#### SELECTED EXTRACT:
—————

• Get application security done the right way! Detect, Protect, Monitor, Accelerate, and more…
  • Monitor and analyze web server logs with open source real-time log analyzer – GoAccess

    Web troubleshooting is fun and can be frustrating if you are not equipped with right tools.

    If you are supporting heavy traffic website then often you need to analyze and monitor web servers logs for performance & capacity planning. This is essential for web engineer.

    Checking smaller log size manually is ok, but if you have the large file, then it wouldn’t be fun to go through millions of lines to find the metrics.

    That’s why you need tools to facilitate administrator job and make it more productive.

    GoAccess is a lightweight open-source log analyzer which supports multiple log format and can be used with any of the following.

    • Nginx
    • Apache HTTP
    • AWS ELB, S3, CloudFront
    • Google cloud storage

    What metrics can you analyze with GoAccess?

    Nearly everything you capture in the logs. To give you an idea:

    • Time is taken to serve the request
    • Visitor IP, DNS, host
    • Visitor’s browser & Operating System details
    • 404 not found details
    • Top requests/visitor
    • Bandwidth
    • Static files
    • Geo Location
    • Status Code
    • and more..

    Looking for these metrics to be monitored of your site?

    Good!

    On which OS you can install?

    GoAccess got only one dependency – ncurses. If you can install, you can use it any OS.

—————

#### EXTRACTED MATERIAL:
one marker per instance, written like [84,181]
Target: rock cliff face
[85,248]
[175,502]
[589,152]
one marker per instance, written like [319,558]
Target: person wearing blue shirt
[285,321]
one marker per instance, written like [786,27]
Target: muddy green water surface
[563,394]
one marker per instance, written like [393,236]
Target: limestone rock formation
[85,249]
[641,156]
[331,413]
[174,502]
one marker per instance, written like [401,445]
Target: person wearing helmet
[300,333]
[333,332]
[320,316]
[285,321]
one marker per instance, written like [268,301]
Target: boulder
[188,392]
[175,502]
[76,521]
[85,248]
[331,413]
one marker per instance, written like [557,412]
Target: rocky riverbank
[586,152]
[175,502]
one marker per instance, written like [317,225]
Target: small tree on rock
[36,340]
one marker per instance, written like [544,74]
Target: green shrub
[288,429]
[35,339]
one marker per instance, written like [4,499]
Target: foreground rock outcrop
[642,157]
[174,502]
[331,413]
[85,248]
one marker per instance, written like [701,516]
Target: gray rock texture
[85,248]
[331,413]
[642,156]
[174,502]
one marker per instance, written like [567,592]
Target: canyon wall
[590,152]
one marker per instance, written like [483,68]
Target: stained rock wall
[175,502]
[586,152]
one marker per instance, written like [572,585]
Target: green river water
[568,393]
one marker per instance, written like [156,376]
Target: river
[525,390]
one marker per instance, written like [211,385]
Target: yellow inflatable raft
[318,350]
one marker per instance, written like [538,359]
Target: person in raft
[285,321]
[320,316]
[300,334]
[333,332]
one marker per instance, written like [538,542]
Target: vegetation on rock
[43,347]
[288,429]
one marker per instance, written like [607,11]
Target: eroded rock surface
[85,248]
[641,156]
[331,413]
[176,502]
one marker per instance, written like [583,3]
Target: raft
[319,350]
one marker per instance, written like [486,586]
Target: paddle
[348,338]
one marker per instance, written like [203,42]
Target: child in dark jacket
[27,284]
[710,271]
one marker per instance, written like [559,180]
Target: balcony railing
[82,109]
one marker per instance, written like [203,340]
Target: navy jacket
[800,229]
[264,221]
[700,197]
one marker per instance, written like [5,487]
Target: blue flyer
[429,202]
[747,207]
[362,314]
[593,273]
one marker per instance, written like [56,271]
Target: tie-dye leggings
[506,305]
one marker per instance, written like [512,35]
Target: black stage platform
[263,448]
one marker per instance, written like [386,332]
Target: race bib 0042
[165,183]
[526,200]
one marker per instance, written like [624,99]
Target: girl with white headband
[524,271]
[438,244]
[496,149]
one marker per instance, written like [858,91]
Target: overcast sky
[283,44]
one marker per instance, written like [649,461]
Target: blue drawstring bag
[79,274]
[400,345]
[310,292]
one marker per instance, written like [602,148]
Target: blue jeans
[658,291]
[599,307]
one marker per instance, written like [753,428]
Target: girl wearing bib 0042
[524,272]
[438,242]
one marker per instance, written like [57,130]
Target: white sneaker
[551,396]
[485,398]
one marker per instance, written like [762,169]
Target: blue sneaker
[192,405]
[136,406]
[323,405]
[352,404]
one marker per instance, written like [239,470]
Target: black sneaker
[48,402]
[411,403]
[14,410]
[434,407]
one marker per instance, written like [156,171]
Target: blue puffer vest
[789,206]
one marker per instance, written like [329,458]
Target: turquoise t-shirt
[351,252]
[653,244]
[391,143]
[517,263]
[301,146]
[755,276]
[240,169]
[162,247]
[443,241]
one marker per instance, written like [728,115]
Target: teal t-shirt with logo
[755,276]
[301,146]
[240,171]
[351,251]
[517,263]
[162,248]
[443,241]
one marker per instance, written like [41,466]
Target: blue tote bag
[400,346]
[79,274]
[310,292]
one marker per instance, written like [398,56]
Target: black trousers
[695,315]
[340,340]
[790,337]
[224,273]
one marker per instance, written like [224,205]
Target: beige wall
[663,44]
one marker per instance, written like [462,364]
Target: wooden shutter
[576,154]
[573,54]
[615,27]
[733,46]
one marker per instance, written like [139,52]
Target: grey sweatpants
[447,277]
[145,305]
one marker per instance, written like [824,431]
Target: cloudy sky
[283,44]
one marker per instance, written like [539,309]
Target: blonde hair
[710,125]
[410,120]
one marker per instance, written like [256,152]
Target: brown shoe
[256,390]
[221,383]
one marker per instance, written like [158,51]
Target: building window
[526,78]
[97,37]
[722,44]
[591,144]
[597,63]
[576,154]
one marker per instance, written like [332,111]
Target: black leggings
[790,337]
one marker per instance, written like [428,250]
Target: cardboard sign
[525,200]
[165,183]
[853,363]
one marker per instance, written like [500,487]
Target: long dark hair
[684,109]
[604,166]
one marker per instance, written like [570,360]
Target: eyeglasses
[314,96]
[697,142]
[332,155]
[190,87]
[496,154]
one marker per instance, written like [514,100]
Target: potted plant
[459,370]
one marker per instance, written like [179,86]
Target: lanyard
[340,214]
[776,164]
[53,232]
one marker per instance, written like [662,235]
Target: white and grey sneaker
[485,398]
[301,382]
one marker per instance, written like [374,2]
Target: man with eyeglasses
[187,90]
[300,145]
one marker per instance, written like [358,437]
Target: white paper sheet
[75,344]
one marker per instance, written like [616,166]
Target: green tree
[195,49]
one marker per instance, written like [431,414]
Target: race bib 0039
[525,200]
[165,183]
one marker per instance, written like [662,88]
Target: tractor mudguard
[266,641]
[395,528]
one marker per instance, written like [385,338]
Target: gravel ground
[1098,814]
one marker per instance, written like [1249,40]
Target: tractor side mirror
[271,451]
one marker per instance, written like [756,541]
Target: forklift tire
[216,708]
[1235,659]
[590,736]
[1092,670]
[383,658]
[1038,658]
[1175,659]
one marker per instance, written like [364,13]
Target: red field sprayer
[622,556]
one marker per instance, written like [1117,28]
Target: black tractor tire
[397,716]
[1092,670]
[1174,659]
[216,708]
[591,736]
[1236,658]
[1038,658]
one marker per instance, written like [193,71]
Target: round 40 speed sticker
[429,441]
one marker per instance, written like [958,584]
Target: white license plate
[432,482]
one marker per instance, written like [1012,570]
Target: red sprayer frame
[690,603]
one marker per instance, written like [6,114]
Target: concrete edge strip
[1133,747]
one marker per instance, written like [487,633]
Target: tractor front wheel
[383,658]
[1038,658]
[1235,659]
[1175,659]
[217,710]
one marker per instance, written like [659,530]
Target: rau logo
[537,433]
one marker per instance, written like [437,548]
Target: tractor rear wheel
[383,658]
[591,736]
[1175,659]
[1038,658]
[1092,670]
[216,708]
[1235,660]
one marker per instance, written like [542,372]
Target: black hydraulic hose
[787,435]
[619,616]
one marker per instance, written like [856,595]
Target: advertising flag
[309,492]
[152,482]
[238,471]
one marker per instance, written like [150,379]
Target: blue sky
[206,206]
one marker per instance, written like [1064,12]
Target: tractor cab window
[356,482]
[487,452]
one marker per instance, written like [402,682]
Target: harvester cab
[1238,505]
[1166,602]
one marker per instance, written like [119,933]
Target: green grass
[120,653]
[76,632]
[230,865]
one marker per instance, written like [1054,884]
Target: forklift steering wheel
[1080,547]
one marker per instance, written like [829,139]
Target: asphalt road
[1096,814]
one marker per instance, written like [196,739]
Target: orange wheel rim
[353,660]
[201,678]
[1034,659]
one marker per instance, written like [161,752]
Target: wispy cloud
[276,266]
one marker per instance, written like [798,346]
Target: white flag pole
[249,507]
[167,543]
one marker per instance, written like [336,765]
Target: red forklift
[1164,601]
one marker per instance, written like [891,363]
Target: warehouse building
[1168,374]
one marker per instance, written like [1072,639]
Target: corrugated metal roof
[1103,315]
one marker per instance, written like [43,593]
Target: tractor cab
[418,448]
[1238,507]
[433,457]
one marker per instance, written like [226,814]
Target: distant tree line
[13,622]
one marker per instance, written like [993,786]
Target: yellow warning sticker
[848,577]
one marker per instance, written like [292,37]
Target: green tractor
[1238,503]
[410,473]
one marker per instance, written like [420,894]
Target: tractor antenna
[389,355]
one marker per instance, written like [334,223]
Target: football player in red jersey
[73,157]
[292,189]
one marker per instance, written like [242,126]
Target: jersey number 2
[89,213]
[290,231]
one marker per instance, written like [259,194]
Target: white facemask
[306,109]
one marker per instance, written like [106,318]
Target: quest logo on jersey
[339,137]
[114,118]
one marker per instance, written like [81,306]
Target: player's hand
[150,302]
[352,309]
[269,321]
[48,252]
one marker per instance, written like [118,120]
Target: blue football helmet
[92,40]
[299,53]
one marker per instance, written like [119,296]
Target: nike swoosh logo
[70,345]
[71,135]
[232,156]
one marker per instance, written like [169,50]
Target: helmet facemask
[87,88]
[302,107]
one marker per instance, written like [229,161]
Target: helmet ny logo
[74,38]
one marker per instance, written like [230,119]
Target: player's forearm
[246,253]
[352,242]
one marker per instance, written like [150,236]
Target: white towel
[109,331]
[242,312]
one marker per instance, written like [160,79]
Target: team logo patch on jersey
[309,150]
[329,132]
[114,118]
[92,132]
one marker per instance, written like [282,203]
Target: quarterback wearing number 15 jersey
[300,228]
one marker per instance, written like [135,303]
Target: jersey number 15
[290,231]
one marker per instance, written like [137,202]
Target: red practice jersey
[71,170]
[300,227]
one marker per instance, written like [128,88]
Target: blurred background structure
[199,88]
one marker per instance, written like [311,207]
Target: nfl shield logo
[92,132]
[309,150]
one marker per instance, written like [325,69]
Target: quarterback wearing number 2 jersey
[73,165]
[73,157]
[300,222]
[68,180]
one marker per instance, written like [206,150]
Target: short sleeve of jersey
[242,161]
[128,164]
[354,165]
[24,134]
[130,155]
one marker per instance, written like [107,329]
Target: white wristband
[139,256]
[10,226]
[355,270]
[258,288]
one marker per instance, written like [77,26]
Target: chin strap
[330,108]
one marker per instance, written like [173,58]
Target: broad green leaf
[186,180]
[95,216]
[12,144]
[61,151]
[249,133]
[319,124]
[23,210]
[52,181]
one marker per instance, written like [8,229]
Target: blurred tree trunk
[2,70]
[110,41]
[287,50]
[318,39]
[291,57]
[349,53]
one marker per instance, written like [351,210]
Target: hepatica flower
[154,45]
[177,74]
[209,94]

—————

#### SHORT EXERCISE A:
Answer these questions from the GoAccess page:
(i) Which AWS services does it list among the supported log sources?
(ii) For whom does it call analyzing and monitoring web server logs essential?
(iii) What is the one dependency GoAccess has?
#### SHORT EXERCISE B:
Rewrite the stretch of the GoAccess page from "Web troubleshooting is" through "it more productive.", putting "utilities" in place of "tools".

#### WORKED ANSWER A:
(i) ELB, S3 and CloudFront
(ii) A web engineer
(iii) ncurses

#### WORKED ANSWER B:
Web troubleshooting is fun and can be frustrating if you are not equipped with right utilities.

    If you are supporting heavy traffic website then often you need to analyze and monitor web servers logs for performance & capacity planning. This is essential for web engineer.

    Checking smaller log size manually is ok, but if you have the large file, then it wouldn’t be fun to go through millions of lines to find the metrics.

    That’s why you need utilities to facilitate administrator job and make it more productive.